+++ PROVIDED RECORDS +++
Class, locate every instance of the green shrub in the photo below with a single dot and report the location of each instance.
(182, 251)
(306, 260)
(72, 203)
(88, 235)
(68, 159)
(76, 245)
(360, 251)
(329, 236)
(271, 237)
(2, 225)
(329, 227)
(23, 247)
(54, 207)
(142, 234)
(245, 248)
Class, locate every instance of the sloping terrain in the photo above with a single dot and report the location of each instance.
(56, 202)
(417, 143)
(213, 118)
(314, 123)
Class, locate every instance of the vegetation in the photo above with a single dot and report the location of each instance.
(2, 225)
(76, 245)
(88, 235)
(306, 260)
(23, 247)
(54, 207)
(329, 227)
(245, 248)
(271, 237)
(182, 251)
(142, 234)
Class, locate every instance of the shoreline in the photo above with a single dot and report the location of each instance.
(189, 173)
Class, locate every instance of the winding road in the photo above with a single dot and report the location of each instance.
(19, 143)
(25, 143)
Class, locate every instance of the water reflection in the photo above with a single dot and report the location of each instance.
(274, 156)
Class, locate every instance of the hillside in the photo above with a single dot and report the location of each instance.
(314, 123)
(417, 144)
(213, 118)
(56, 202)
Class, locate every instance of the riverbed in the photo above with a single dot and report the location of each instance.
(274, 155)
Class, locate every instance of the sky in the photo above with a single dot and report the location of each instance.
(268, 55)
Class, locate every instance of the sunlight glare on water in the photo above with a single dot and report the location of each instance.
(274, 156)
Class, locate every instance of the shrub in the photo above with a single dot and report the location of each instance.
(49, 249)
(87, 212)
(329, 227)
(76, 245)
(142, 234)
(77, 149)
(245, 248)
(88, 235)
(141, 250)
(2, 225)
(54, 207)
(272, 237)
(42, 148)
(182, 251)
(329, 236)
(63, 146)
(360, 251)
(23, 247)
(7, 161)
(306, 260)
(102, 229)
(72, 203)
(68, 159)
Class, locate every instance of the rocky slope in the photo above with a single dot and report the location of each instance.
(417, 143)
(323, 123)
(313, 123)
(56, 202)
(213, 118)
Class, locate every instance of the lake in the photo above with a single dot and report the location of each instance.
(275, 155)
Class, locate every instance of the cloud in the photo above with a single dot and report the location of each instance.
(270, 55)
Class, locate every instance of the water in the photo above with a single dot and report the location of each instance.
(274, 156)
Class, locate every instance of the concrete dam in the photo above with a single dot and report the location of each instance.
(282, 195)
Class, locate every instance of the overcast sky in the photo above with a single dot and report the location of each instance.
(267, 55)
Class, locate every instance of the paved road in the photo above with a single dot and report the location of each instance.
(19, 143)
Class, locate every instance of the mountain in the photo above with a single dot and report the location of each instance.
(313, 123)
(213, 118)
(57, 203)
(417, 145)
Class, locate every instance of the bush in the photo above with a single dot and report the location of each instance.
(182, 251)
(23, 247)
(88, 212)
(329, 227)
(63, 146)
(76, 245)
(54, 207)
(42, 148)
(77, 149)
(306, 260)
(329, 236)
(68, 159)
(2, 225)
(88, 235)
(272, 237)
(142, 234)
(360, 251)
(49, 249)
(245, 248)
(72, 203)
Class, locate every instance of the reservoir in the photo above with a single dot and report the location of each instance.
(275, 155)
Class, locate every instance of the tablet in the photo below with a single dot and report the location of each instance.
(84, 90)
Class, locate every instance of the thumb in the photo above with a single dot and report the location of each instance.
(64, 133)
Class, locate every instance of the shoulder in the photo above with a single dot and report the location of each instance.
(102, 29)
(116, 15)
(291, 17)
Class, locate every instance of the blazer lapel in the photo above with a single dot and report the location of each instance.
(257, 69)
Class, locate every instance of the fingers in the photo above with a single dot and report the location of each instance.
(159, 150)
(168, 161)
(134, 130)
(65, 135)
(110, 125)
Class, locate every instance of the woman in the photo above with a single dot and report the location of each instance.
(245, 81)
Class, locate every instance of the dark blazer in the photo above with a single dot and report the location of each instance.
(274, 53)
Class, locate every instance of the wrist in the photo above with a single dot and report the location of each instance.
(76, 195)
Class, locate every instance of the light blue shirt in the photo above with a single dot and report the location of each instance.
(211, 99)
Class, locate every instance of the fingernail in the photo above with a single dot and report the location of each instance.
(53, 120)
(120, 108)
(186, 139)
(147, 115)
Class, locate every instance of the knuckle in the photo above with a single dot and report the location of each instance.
+++
### [WHAT THIS TASK INVOLVES]
Starting at the line holding "Class, locate every instance of the shoulder" and continuing through the last line, inclusive, rewrite only those lines, requests included, and scale every coordinate in the answers by 2.45, rounding each result to a whole number with halves rounded up.

### [ANSWER TO THE TASK]
Class, locate every instance of the shoulder in the photo above with a single dot and report the location of each instance.
(250, 71)
(284, 37)
(713, 42)
Class, locate every instance of the blazer lapel in the photo above with a single dot and report the location of each instance.
(630, 169)
Class, locate every instance of the fingers in the photo above with a single dot and report the location of each instance.
(390, 368)
(412, 394)
(328, 319)
(159, 331)
(270, 306)
Class, locate every instance of the woman in the photo above with a single dot and report the location of each instance.
(600, 198)
Class, locate every instance of the dark blazer in the photo above with a single dot and report the location of each instance.
(671, 130)
Class, locate every instance of the wrist in the photo above with a single dot and report the location of each instance.
(186, 478)
Class, locate every instance of the light blue shirt in the photo above with a single dot and report the location of each instance.
(517, 243)
Class, locate every instance of the fingernail in the photo above with a single dot and report the location of each instance.
(130, 294)
(294, 265)
(456, 341)
(360, 282)
Class, locate every instance of the knuckle in the photo above with a single dot and report the location of each instance.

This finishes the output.